Output every record below precisely as it is written.

Referring expression pointing data
━━━━━━━━━━━━━━━━━━━━

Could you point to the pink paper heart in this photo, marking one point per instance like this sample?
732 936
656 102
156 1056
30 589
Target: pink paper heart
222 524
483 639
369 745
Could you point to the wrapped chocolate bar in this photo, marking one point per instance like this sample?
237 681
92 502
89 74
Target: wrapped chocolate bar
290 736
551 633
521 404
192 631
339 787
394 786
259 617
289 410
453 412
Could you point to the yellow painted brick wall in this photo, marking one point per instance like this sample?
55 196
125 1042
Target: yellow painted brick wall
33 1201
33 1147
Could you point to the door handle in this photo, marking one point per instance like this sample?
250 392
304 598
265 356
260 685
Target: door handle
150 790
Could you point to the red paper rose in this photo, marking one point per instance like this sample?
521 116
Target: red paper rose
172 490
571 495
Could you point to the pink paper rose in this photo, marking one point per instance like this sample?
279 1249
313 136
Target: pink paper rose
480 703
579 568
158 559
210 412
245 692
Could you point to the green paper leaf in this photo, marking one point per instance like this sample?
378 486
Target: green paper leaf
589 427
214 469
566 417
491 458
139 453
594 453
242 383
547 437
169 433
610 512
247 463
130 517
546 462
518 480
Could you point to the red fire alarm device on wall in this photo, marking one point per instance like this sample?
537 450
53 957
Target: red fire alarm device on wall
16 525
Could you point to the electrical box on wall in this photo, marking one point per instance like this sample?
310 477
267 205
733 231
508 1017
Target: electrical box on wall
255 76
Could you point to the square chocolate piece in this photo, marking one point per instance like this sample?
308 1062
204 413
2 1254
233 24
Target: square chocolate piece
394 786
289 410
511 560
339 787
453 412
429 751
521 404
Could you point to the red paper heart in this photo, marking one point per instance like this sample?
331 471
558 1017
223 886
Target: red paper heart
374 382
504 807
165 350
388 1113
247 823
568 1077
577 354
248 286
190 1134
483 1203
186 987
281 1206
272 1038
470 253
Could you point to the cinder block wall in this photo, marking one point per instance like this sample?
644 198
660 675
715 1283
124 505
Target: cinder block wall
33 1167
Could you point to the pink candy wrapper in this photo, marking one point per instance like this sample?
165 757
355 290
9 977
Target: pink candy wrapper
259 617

━━━━━━━━━━━━━━━━━━━━

Reply:
Could you point to the pink paper heart in this photo, marking one point per instance like this sample?
732 936
656 102
156 1056
30 589
Target: pink paper heart
222 524
483 639
369 745
Could you point to the wrapped chocolate bar in this photo, marking one point per instance like this sample?
237 681
92 502
89 74
Target: wrapped chocolate bar
290 736
551 633
521 404
192 631
339 787
394 786
259 617
289 410
453 412
Could you point to the yellow painted brick wall in this photo, marking one point per instance like this sample?
55 196
125 1042
Target: yellow painted brick wall
33 1201
33 1147
Could you point to the door handle in this photo, marking one point per instance like this sample?
250 392
304 598
265 356
260 685
Target: door handle
150 790
Could you point to the red paper rose in this photo, marking one point per instance like this sample?
521 116
Target: red paper rose
172 490
571 495
Could you point to the pink paper rose in this photo, marking one point per instance like this sample?
279 1249
313 136
Target: pink paper rose
480 703
579 568
158 559
210 412
245 692
Could you point to the green paper leaf in this photo, marking one point per instance like this sample?
378 486
Target: green paper leaf
589 427
214 469
566 417
491 458
139 453
594 453
242 383
547 437
169 433
610 512
247 463
130 517
546 462
518 480
Could you point to the red fire alarm device on wall in this photo, marking one point per instance like this sample?
537 450
53 957
Target: red fire alarm device on wall
16 525
Could you point to the electrical box on wall in this photo, marking one point per instance like this sample?
310 477
267 205
733 231
508 1017
Target: electrical box on wall
255 76
Could you point to the square chocolate piece in this photo, marking one point per instance like this sample?
308 1062
204 413
2 1254
233 24
Target: square chocolate piece
394 786
289 410
511 560
339 787
453 412
429 751
521 404
Could you point to the red paper heart in this photo, marking one point per instance like this sample?
331 471
558 1017
223 886
Target: red paper heart
374 382
504 807
165 350
388 1113
247 823
568 1077
577 354
248 286
190 1134
483 1203
186 987
281 1206
272 1038
470 253
Could you point to the cinder block wall in this photo, marking one point per instance like this sample?
644 198
660 675
715 1283
124 505
Target: cinder block wall
33 1167
Could you point to the pink candy wrapper in this photo, marking one point per instance like this sample?
165 757
355 290
9 977
Target: pink candy wrapper
259 617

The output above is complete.